What is being asked
Copy the listing below in full, exactly.

== Segment start ==

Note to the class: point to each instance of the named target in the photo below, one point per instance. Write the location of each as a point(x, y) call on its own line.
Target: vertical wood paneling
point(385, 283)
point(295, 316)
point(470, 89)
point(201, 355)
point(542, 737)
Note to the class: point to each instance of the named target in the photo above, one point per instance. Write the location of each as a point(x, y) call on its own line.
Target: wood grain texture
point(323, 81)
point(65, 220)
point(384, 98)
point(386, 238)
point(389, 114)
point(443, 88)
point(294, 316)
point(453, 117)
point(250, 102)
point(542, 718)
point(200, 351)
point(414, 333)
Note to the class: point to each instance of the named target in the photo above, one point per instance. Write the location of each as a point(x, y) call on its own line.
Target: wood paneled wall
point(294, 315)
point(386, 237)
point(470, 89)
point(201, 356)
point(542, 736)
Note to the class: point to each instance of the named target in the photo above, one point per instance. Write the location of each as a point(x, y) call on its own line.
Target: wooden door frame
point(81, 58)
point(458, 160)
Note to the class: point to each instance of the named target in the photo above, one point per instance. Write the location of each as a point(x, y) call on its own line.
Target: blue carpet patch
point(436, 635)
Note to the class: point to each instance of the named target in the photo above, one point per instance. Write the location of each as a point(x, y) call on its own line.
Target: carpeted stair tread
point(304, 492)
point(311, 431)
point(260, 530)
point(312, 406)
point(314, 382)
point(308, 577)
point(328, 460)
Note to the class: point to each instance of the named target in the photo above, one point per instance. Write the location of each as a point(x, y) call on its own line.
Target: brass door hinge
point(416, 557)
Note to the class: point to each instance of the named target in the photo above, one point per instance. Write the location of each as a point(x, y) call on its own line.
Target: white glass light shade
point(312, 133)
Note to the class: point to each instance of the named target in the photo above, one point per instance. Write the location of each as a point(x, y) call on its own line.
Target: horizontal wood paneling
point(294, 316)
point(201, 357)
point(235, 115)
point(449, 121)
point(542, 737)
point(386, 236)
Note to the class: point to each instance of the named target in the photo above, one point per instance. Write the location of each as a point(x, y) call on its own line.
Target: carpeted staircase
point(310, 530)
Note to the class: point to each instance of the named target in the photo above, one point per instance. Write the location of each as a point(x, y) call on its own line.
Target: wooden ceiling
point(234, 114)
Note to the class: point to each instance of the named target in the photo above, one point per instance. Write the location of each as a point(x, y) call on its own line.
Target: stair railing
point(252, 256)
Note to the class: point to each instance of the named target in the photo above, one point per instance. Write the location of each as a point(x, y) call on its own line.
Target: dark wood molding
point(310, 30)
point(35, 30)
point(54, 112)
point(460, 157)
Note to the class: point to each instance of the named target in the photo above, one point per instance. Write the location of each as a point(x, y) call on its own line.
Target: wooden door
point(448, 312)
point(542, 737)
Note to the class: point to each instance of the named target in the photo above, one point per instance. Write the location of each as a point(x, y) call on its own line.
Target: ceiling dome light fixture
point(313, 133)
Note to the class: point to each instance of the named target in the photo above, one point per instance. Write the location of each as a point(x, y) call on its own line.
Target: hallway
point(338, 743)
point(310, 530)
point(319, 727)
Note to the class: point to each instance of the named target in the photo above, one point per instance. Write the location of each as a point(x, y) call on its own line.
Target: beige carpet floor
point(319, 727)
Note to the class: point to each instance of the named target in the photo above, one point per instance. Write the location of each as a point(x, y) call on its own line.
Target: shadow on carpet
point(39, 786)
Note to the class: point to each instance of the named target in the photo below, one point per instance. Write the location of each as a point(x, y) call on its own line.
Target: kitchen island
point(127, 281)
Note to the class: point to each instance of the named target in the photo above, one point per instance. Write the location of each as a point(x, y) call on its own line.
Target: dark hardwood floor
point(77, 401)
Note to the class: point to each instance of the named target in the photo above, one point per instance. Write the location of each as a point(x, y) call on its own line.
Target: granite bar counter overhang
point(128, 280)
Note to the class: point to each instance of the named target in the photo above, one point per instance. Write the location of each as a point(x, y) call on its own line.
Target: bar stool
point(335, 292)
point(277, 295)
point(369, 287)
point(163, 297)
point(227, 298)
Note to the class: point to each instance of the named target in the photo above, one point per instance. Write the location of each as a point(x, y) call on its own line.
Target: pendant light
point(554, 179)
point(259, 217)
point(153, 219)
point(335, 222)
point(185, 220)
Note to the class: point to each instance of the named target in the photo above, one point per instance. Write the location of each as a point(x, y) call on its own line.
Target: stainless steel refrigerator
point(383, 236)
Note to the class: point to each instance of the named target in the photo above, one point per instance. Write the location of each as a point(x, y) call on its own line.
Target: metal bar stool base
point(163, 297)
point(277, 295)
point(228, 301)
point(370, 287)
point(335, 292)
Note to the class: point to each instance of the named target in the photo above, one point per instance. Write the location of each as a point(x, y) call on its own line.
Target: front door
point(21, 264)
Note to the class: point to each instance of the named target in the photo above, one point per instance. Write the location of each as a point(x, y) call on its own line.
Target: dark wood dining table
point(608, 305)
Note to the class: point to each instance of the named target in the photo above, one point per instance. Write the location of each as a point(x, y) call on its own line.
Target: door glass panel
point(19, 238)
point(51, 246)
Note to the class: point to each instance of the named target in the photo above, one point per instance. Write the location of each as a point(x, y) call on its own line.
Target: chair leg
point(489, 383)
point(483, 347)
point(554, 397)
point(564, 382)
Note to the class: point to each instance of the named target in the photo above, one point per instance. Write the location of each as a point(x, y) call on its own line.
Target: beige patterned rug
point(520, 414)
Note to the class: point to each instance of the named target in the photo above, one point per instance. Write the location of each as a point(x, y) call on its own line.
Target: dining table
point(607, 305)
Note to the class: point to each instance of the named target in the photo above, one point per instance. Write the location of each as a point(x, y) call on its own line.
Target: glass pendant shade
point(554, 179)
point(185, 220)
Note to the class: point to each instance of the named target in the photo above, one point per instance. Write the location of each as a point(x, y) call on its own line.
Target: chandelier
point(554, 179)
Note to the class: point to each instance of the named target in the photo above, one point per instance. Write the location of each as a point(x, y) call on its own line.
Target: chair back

== Segment end ==

Solution to the exercise
Note to the class: point to each instance of the named target in the photo below, one point per instance. Write the location of each as a point(x, y) call on its own line.
Target: vertical wood paneling
point(385, 283)
point(295, 316)
point(470, 89)
point(201, 355)
point(542, 737)
Note to the class: point to each instance of the named target in the photo above, one point per instance. Write the location of each as a point(x, y) call on its own line.
Target: wood grain texture
point(323, 81)
point(65, 220)
point(384, 98)
point(386, 238)
point(389, 114)
point(443, 88)
point(294, 316)
point(453, 117)
point(250, 102)
point(542, 718)
point(200, 351)
point(414, 333)
Note to the class: point to each instance of the named target in the photo above, one point per instance. Write the location of each as a point(x, y) call on its own line.
Target: wood paneled wall
point(294, 315)
point(386, 237)
point(470, 89)
point(201, 356)
point(542, 736)
Note to the class: point to each instance of the named target in the photo above, one point per instance. Write the location of each as a point(x, y) call on its own line.
Target: wooden door frame
point(81, 58)
point(458, 160)
Note to the class: point to each instance of the named target in the photo above, one point per instance. Write the location of each as a point(x, y) call on its own line.
Target: blue carpet patch
point(436, 635)
Note to the class: point to each instance of the named target in the photo above, one point per instance. Write the location of each as a point(x, y) call on its own line.
Target: carpeted stair tread
point(304, 492)
point(311, 431)
point(260, 530)
point(312, 406)
point(314, 382)
point(308, 577)
point(328, 460)
Note to the class: point to each instance of the named target in the photo above, one point per instance. Write the location of each as a point(x, y) call on its own line.
Target: brass door hinge
point(416, 557)
Note to the class: point to each instance of the named target in the photo above, one point per instance. Write the location of each as a point(x, y) call on its own line.
Target: white glass light shade
point(312, 133)
Note to the class: point to each instance of the named target in the photo above, one point per instance. Write the location of each as a point(x, y) call on its own line.
Target: horizontal wood paneling
point(294, 316)
point(201, 357)
point(235, 115)
point(449, 121)
point(542, 737)
point(386, 236)
Note to the class: point to each instance of the named target in the photo above, one point per instance. Write the location of each as a point(x, y) call on its own line.
Target: carpeted staircase
point(310, 530)
Note to the class: point to each instance of the named target in the photo above, one point per instance. Write the location of each as a point(x, y) call on its own line.
Target: wooden ceiling
point(234, 114)
Note to the class: point to each instance of the named target in the photo above, one point per instance. Write the location of each as a point(x, y) call on its own line.
Target: stair railing
point(252, 256)
Note to the class: point to each instance of the named target in the photo above, one point per instance. Write the location of each as a point(x, y) call on its own line.
Target: dark wood molding
point(310, 30)
point(35, 30)
point(54, 112)
point(460, 157)
Note to the class: point to each instance of the named target in the photo above, one point per instance. Write the location of each as a point(x, y) call on its own line.
Target: wooden door
point(448, 312)
point(542, 737)
Note to the class: point to each instance of the named target in the photo above, one point per instance. Write the location of each as a point(x, y) call on its own line.
Target: ceiling dome light fixture
point(313, 133)
Note to the class: point to each instance of the named target in the photo above, one point per instance. Write the location of each as a point(x, y) call on its own line.
Target: hallway
point(338, 743)
point(310, 530)
point(319, 727)
Note to the class: point to each instance of the named target in the photo above, one point per instance. Write the location of each as a point(x, y) call on its own line.
Target: beige carpet floor
point(319, 727)
Note to the class: point to each instance of the named target in the photo above, one point per instance. Write the location of each as a point(x, y) call on its own line.
Target: shadow on carpet
point(39, 786)
Note to the class: point to each instance of the named target in the photo below, one point per instance. Write the location of each as a point(x, y) call on its own line.
Target: kitchen island
point(127, 281)
Note to the class: point to each instance of the named target in the photo above, one point per instance. Write the location of each as a point(x, y) call on its own line.
Target: dark hardwood floor
point(77, 401)
Note to the class: point to each instance of the named target in the photo above, one point per instance. Write the location of each as a point(x, y) call on its own line.
Target: granite bar counter overhang
point(128, 280)
Note to the class: point to each instance of the named target in the photo above, one point per instance. Write the location of each as a point(x, y) call on its own line.
Target: bar stool
point(335, 292)
point(277, 295)
point(369, 287)
point(163, 297)
point(227, 298)
Note to the class: point to each instance of the named target in the photo above, one point per instance. Write the location of each as a point(x, y) call on its own line.
Target: pendant light
point(554, 179)
point(259, 217)
point(153, 219)
point(335, 222)
point(185, 220)
Note to the class: point to each instance of the named target in the photo above, one point per instance. Write the location of each as a point(x, y) call on its own line.
Target: stainless steel refrigerator
point(383, 236)
Note to the class: point to each instance of the named target in the photo above, one point per instance. Write the location of each as a point(x, y) call on its own line.
Target: metal bar stool base
point(163, 297)
point(277, 295)
point(228, 301)
point(370, 287)
point(335, 292)
Note to the class: point to each instance of the named target in the photo above, one point per instance. Write the location of each as a point(x, y) call on its own line.
Target: front door
point(21, 264)
Note to the class: point to each instance of the named target in the photo above, one point per instance. Write the location of each as a point(x, y) call on its own line.
Target: dark wood dining table
point(608, 305)
Note to the class: point to each instance of the named target in the photo above, one point per instance. Write the location of each as a point(x, y) call on its own line.
Target: door glass panel
point(19, 238)
point(51, 246)
Note to the class: point to each instance of the named target in the photo above, one point per instance. Write the location of each as a point(x, y) call on its own line.
Target: chair leg
point(489, 383)
point(483, 347)
point(554, 397)
point(564, 382)
Note to the class: point to each instance of the named target in the photo above, one point per instance. Write the location of each as a point(x, y) call on its own line.
Target: beige patterned rug
point(520, 414)
Note to the class: point to each instance of the named target in the photo above, one point per instance. Write the location of each as a point(x, y) call on its own line.
Target: dining table
point(607, 305)
Note to the class: point to each instance of the named target in the photo above, one point per instance. Write the location of each as a point(x, y) call on its own line.
Target: glass pendant shade
point(554, 179)
point(185, 220)
Note to the class: point to each instance of the named target in the photo above, one point per instance. Write the location of each as a point(x, y) call on its own line.
Target: chandelier
point(554, 179)
Note to the class: point to each instance of the named target in the photo above, one point per instance. Write the location of each as a point(x, y) call on its own line.
Target: chair back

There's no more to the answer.